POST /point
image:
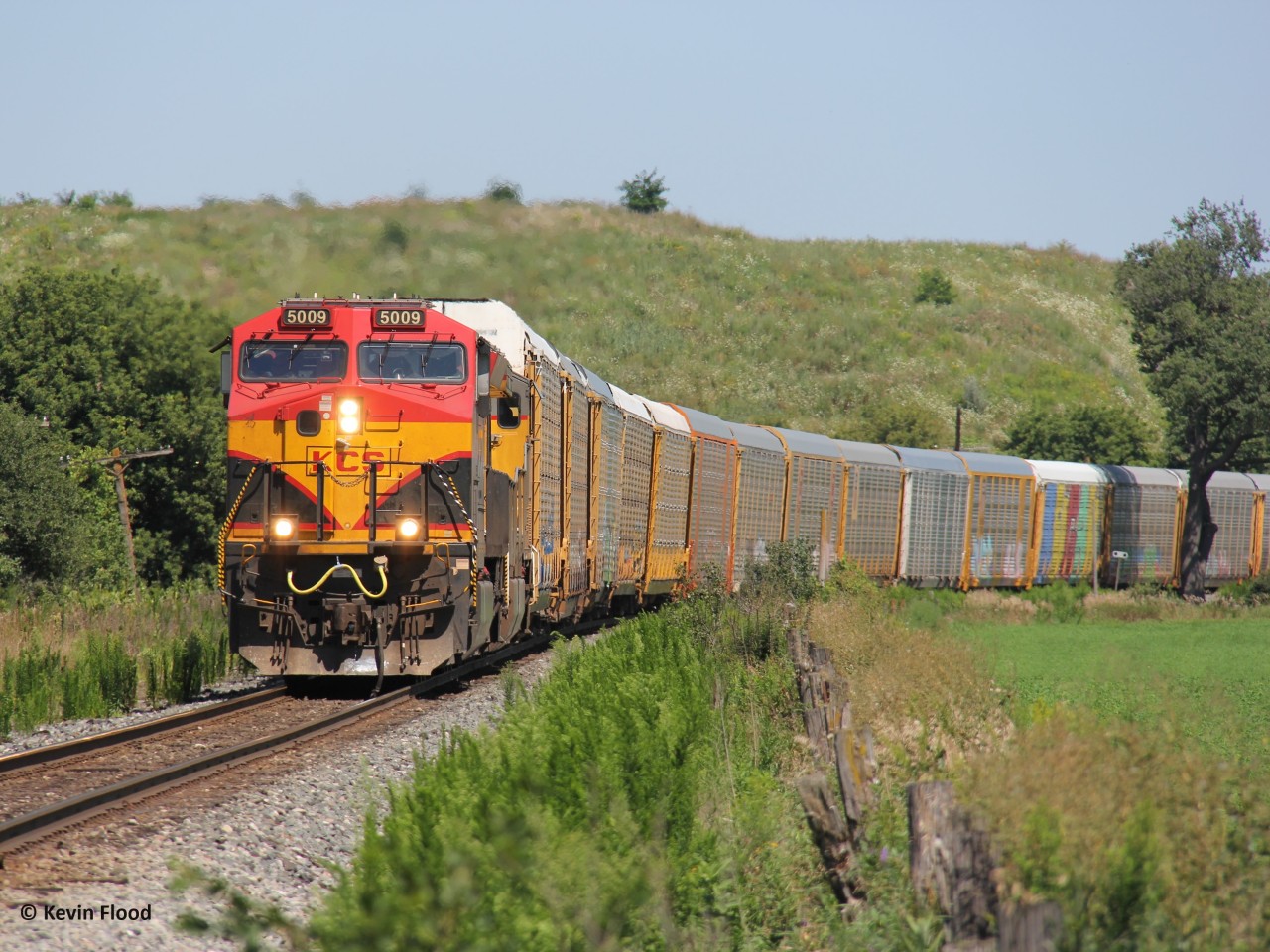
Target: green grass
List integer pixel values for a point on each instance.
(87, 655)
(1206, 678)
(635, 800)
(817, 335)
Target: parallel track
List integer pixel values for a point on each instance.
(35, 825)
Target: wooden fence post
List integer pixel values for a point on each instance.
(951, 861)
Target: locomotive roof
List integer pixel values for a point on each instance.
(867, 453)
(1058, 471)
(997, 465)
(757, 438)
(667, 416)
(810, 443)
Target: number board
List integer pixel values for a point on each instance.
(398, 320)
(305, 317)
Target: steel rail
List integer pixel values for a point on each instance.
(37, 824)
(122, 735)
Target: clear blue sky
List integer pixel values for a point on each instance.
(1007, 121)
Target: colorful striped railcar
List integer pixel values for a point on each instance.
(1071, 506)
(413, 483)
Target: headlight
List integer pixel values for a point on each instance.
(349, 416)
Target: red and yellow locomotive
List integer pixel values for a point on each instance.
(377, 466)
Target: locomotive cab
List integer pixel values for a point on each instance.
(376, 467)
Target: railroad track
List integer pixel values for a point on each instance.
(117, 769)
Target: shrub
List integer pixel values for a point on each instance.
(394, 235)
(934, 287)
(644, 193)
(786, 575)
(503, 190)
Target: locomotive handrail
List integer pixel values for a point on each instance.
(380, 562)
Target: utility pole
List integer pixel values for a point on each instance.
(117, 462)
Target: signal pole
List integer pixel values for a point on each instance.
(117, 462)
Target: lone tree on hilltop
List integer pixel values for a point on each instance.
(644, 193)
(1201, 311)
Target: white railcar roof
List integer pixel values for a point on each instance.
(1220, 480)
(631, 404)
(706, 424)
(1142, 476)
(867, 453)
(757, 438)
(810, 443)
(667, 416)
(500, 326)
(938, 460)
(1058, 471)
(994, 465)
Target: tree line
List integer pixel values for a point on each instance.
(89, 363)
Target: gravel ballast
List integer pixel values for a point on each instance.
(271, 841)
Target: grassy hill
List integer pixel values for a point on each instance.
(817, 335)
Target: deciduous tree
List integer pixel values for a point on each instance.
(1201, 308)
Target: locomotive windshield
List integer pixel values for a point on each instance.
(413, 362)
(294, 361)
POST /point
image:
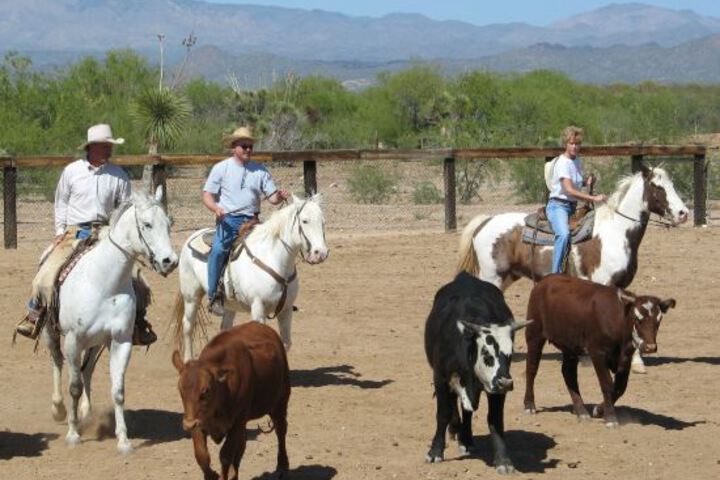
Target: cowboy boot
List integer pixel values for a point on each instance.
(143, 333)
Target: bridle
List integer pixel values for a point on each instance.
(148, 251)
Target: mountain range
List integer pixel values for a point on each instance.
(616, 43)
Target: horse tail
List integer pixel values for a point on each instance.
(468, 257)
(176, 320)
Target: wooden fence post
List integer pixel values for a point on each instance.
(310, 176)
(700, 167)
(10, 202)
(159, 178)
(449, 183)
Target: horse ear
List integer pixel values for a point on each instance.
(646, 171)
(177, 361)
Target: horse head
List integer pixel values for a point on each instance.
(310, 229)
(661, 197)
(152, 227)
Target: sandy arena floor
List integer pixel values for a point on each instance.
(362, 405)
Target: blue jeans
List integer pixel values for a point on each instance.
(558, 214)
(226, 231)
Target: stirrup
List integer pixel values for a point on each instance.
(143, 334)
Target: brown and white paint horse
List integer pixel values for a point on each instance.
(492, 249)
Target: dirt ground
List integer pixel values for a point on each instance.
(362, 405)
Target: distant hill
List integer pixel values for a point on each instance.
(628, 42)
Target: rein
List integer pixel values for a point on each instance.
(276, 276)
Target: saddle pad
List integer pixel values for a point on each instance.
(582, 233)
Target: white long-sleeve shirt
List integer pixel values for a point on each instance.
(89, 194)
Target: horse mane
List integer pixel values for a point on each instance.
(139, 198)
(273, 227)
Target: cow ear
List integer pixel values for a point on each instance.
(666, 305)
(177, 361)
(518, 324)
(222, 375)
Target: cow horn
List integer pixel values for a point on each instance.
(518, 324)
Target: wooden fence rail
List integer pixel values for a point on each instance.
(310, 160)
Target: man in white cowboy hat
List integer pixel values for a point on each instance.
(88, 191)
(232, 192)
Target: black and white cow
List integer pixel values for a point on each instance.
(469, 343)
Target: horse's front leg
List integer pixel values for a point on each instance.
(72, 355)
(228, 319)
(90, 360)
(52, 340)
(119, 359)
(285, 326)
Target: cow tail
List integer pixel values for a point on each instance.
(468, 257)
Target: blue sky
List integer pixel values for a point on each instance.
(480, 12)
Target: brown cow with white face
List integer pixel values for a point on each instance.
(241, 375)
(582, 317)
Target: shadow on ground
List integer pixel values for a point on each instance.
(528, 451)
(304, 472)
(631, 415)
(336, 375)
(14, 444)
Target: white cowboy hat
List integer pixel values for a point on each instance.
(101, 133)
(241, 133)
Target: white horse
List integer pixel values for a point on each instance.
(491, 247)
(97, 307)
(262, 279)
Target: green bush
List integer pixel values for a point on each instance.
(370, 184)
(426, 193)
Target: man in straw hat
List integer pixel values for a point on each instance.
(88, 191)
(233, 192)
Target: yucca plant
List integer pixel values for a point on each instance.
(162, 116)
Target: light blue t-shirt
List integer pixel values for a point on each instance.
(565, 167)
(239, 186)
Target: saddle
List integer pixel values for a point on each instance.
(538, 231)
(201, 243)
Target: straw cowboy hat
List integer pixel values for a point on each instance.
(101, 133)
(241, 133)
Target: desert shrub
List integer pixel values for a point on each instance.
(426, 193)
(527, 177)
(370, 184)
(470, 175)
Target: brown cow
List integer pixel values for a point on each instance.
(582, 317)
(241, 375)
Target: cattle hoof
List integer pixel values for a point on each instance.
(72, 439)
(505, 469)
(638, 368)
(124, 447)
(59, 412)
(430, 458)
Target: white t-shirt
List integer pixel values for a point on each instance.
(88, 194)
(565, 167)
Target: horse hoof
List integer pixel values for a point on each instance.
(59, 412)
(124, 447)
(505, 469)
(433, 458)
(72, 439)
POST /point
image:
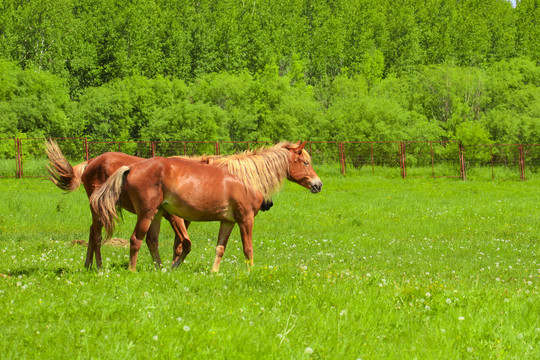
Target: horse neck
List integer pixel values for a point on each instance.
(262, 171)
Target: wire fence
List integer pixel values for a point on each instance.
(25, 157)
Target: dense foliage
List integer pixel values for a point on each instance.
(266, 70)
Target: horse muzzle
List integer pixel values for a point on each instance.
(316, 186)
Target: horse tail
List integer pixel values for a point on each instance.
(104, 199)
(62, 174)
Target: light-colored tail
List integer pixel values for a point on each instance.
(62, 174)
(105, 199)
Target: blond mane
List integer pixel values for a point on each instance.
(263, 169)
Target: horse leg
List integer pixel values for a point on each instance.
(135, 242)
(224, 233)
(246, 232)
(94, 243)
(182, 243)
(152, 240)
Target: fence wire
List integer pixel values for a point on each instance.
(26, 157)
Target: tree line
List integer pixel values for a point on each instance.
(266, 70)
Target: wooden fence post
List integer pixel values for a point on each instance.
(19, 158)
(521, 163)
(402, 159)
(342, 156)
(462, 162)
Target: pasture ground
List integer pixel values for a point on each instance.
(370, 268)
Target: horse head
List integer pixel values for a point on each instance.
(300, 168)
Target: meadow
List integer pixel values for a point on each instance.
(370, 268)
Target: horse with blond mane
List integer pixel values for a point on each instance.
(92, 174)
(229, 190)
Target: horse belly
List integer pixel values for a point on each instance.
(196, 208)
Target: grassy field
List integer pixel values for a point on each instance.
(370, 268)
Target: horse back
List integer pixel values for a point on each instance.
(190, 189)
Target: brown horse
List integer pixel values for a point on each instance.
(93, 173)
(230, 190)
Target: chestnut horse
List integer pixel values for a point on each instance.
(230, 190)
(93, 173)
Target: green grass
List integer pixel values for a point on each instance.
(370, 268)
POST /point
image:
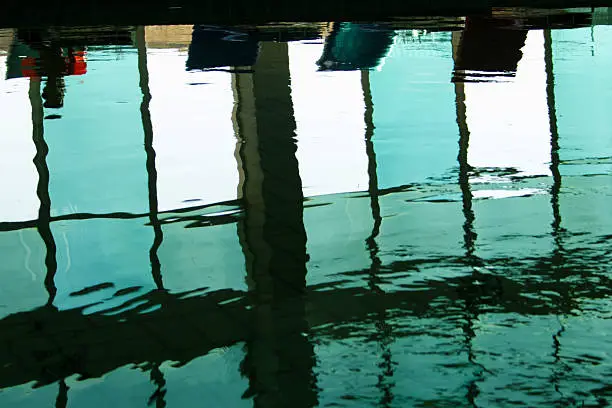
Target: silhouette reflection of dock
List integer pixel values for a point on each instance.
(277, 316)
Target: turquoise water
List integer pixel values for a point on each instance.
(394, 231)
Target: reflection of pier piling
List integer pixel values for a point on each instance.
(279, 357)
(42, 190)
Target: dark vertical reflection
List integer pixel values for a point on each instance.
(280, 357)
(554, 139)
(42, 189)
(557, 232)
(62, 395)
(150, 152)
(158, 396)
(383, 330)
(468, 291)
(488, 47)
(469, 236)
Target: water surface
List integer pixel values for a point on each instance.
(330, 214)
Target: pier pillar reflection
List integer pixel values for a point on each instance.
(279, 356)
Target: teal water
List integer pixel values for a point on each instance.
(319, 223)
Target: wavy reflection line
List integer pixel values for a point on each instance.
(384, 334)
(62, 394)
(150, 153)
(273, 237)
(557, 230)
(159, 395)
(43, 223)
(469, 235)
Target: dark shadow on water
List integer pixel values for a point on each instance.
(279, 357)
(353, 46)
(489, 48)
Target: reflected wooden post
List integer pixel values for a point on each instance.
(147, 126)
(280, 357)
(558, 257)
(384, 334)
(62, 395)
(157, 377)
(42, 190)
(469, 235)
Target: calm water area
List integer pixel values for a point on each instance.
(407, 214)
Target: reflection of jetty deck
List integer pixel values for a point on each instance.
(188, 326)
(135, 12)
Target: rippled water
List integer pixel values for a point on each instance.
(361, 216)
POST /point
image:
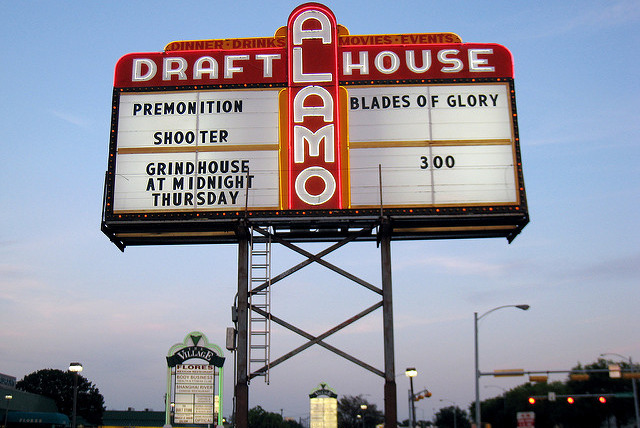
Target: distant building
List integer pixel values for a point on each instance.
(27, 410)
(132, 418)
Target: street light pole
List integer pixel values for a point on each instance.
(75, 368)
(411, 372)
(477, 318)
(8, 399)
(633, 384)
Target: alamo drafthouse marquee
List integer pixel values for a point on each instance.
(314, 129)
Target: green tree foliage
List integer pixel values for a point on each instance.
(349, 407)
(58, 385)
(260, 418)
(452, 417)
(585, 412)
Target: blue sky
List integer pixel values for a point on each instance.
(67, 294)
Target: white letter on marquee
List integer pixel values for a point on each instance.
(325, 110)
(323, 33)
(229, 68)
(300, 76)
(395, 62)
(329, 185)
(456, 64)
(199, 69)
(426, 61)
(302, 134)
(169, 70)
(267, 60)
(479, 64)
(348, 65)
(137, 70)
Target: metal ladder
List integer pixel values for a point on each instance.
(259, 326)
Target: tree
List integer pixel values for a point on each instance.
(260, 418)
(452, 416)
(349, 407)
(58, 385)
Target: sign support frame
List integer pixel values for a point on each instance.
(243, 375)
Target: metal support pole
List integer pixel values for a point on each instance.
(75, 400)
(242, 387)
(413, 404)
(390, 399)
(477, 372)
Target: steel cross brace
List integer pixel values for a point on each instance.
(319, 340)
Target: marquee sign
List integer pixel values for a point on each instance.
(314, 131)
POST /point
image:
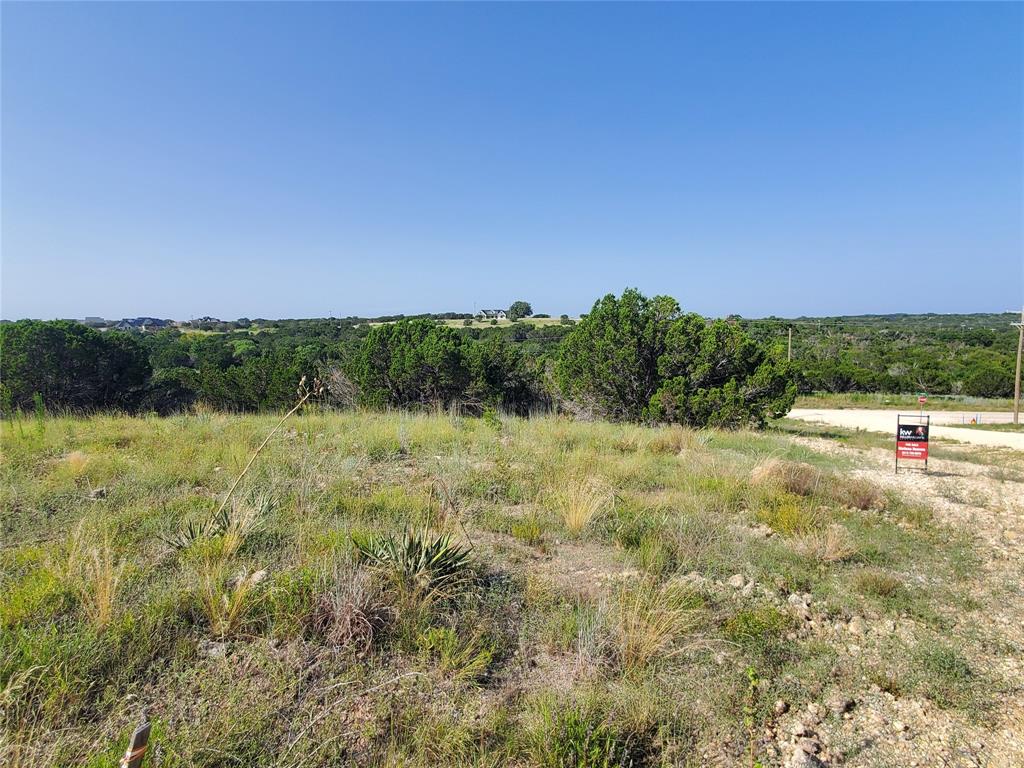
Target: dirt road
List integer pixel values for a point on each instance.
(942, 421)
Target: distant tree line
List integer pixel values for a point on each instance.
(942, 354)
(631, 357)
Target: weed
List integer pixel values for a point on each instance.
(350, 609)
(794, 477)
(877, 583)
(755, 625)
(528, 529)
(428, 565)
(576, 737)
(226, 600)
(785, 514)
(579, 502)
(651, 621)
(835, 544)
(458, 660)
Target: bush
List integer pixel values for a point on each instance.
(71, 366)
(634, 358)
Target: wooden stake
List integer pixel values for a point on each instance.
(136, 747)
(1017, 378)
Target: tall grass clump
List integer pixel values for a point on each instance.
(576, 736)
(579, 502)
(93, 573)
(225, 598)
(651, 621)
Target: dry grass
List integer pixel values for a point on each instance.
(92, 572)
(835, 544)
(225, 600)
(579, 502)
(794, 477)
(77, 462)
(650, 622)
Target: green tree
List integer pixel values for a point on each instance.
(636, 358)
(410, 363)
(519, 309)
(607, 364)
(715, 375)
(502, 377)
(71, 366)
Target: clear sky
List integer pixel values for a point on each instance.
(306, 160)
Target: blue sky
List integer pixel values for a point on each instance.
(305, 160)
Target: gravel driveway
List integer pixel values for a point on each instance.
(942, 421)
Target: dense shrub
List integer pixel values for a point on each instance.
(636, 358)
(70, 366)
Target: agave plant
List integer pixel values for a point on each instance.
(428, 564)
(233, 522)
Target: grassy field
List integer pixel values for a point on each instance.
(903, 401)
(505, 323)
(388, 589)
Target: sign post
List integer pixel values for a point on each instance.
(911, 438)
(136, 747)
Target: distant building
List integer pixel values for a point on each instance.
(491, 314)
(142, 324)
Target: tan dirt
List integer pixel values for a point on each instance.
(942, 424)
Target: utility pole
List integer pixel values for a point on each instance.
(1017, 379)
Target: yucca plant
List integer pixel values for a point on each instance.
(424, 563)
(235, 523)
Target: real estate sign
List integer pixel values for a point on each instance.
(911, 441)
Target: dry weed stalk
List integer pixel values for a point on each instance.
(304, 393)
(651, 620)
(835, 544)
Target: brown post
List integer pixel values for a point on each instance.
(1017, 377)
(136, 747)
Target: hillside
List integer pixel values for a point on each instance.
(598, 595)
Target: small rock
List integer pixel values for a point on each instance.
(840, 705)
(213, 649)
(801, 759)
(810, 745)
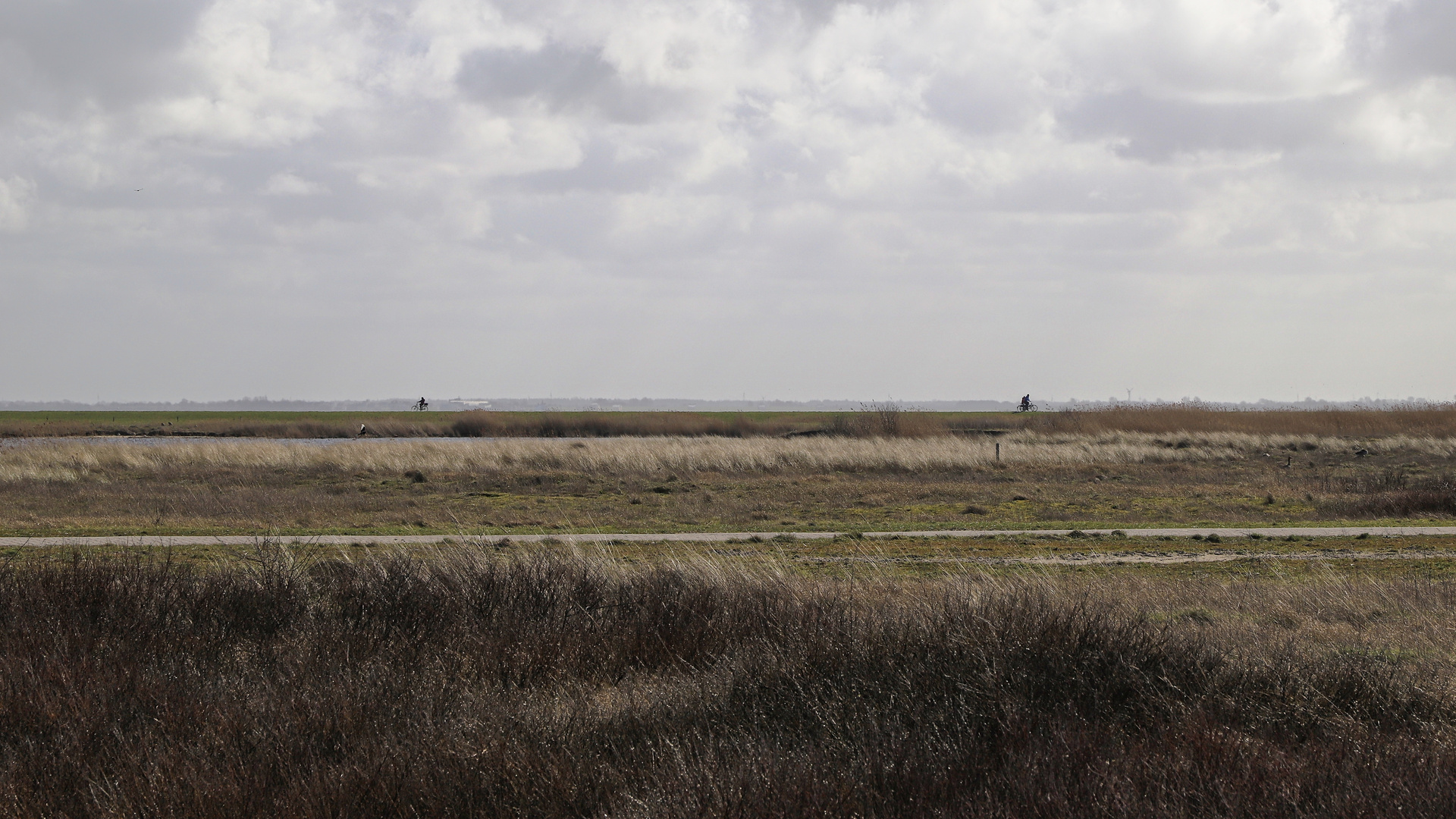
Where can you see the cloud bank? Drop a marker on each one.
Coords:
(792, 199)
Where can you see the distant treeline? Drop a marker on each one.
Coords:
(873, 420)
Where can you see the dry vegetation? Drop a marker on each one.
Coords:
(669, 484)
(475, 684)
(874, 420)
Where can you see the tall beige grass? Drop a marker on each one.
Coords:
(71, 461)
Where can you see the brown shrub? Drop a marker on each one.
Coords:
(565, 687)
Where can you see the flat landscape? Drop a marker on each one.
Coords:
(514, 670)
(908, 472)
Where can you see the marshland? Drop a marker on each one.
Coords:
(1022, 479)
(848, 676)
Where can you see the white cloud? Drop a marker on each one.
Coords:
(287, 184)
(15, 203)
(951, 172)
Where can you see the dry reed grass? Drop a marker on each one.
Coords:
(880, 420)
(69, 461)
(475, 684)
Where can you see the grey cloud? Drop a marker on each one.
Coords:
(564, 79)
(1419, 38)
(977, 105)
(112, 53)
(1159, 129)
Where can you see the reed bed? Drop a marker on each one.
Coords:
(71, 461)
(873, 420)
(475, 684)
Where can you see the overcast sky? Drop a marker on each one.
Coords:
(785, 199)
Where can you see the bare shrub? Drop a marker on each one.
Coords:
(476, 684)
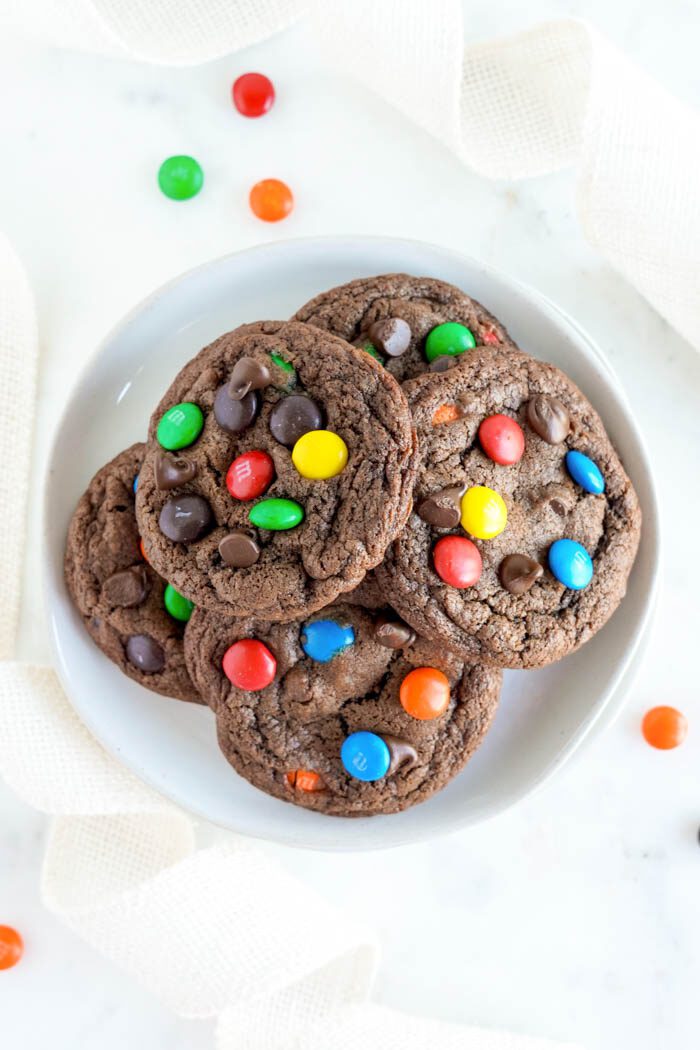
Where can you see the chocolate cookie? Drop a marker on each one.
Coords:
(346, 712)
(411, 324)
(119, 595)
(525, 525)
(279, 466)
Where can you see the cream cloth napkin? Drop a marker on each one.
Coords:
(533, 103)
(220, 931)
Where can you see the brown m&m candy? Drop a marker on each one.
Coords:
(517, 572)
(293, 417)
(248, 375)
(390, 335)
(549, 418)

● PROBLEM REQUIREMENTS: Copy all lines from the listing that contain "white".

● WORKED SOLUTION:
Target: white railcar roof
Target: brown and white paint horse
Target: white long-sleeve shirt
Target: man in white cowboy hat
Target: black and white cow
Target: brown cow with white face
Target: white cowboy hat
Target: white horse
Target: white t-shirt
Target: white letter on marquee
Where can you see the white cloud? Drop a marker on each one.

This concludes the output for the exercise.